━━━ Data to process ━━━
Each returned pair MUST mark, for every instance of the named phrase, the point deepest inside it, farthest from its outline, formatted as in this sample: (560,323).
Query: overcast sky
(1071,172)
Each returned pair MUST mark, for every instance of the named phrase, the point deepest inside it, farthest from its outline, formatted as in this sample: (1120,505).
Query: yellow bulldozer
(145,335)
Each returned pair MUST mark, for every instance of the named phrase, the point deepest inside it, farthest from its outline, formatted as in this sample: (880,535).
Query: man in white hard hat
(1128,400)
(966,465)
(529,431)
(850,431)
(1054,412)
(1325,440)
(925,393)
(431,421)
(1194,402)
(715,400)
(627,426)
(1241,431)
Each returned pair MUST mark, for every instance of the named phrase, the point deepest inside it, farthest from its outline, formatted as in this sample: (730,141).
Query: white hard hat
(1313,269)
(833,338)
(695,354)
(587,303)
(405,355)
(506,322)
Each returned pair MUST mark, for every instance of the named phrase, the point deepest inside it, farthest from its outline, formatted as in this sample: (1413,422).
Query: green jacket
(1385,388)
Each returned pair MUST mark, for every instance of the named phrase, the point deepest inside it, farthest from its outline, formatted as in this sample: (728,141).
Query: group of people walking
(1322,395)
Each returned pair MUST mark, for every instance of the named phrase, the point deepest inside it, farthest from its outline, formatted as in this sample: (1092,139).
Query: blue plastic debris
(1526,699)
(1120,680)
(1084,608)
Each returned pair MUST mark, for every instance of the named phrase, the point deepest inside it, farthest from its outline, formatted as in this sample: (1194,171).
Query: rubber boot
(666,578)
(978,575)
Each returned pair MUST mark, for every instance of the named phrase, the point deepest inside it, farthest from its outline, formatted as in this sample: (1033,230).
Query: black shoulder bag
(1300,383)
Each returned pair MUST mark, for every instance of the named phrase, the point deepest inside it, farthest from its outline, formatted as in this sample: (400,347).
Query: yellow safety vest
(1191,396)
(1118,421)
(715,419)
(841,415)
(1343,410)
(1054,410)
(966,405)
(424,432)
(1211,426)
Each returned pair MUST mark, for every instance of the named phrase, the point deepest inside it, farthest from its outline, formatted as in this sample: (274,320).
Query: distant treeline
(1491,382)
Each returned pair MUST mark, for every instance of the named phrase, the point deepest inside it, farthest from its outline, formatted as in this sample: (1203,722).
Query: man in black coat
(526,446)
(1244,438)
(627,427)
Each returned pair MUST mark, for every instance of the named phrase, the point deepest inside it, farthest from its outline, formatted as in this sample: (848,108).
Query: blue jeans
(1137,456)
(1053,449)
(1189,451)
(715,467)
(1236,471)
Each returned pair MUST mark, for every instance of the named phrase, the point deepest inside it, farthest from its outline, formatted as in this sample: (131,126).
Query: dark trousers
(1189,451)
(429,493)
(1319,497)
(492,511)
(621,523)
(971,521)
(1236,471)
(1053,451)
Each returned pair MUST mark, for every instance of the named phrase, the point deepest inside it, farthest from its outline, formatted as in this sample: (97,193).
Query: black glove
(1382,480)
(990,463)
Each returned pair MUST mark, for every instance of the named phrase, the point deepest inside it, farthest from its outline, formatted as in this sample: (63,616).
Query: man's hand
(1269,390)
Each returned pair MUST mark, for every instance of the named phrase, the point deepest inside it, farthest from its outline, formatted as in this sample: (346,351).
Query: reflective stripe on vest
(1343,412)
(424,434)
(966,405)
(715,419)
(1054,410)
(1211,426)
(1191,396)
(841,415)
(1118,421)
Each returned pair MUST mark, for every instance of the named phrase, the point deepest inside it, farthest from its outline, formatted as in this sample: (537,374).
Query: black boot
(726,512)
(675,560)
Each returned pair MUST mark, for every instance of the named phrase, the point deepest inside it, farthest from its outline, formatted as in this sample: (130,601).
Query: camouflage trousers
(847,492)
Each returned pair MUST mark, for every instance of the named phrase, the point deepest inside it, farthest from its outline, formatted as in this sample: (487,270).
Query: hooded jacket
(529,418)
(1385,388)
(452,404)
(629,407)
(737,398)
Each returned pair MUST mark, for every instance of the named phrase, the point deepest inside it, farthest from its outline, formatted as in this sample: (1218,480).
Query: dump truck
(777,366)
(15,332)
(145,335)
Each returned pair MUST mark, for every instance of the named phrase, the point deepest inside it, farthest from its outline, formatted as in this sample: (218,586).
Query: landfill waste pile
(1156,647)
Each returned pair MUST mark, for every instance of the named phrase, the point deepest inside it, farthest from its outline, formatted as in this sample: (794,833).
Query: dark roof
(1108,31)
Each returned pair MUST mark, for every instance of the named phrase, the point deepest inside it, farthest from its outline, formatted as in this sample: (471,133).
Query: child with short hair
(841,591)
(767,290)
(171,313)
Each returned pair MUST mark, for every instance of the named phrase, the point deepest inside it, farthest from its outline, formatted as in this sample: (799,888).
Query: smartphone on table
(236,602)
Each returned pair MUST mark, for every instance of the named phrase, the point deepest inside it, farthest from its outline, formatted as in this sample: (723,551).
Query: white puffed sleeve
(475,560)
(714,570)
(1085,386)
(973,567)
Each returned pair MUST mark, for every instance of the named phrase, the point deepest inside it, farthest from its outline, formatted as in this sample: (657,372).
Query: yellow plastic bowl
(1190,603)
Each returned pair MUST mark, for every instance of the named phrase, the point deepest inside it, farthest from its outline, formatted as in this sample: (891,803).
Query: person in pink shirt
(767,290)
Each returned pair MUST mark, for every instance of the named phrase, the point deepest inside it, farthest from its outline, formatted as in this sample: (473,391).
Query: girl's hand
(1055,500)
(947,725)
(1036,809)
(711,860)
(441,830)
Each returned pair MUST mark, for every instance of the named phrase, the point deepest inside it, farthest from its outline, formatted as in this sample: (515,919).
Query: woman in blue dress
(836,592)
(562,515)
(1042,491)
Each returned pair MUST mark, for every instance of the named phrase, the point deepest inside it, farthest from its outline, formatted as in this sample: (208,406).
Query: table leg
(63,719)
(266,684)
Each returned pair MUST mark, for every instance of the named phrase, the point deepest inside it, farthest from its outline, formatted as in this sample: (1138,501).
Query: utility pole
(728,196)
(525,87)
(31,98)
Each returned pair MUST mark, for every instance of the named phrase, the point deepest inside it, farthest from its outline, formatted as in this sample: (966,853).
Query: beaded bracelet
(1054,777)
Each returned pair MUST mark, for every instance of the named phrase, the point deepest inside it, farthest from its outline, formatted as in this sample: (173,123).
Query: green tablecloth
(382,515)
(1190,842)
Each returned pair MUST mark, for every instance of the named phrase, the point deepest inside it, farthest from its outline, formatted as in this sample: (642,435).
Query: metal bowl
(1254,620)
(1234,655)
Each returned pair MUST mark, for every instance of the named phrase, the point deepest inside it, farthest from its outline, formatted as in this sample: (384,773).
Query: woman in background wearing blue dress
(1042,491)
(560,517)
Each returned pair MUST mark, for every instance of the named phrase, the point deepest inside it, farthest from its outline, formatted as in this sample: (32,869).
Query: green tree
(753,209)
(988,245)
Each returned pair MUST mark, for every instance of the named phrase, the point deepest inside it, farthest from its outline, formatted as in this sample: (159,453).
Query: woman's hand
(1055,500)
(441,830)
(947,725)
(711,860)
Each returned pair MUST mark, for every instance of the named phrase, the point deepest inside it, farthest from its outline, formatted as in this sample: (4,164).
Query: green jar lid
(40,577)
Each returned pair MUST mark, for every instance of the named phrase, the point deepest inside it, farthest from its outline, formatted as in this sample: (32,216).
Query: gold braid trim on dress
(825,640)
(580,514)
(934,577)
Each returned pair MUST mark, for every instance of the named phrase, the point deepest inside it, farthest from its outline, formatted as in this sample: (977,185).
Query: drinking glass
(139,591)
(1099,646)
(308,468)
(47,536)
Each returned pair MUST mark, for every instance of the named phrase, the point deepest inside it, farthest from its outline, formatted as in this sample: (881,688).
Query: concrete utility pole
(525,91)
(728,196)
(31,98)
━━━
# Exercise details
Quote only the lines from the line containing "this sample: (966,853)." through the end of the listing, please, keeping both the first and the last line.

# Complete response
Each returned pair MUST mark, for every instance of the named phrase, the point deepest inside it, farthest from its outline, formatted as in this sample: (966,853).
Query: beaded bracelet
(1054,777)
Each returned pair MUST mark, for every instance of the named phrase, the point deepest inside it, farthest from its outline, formatted as in this sample: (173,123).
Query: green tablecloth
(382,515)
(1190,842)
Each returned pair MUST mark, for every instance of the named phrase, the point deepest inside it, farthest from its outline, formatted as in this sample: (642,435).
Query: metal bowl
(1254,620)
(1234,655)
Each returned pair MUST mark, for every instance of the named phrase, the point deepest inside it, farthest from its outline, formatted as in this sample: (384,773).
Query: woman in background wearing blue dress
(1042,491)
(560,517)
Each returned pair MUST mark, for every instance of the named phrase, the point deepest inside it, farthest from its outline, formatted as in this sample: (32,869).
Query: green tree
(753,209)
(988,245)
Each returned pair MUST mark, for every instance of the named phrase, the point deepest inside it, farthest from its outline, formatted as in this sample: (159,453).
Query: woman's hand
(1055,500)
(441,830)
(947,725)
(711,860)
Each returned pair MUST mark, for every instance of the named phrase, the point deepest inside it, farthest from its outline, formatted as in this sample: (4,164).
Query: green jar lid
(40,577)
Each returned pair MUST mark, for every instance of the named phrase, the point deepest inside it, farthest from its outline, formatted as in this sample: (32,216).
Query: gold braid trim on dress
(825,640)
(580,514)
(934,577)
Each returned pair MUST mark, for every instance of the named phrase, the point deepest inside it, farthest from its outline, formatted as in this sample: (977,185).
Query: drinking glass
(139,591)
(1099,646)
(308,468)
(47,536)
Each returned pair MUST mark, for every instance of the named phrase, the point deepest inside it, farthest from its outline, formatted as in this sample: (881,688).
Query: concrete utility pole
(525,91)
(728,196)
(31,98)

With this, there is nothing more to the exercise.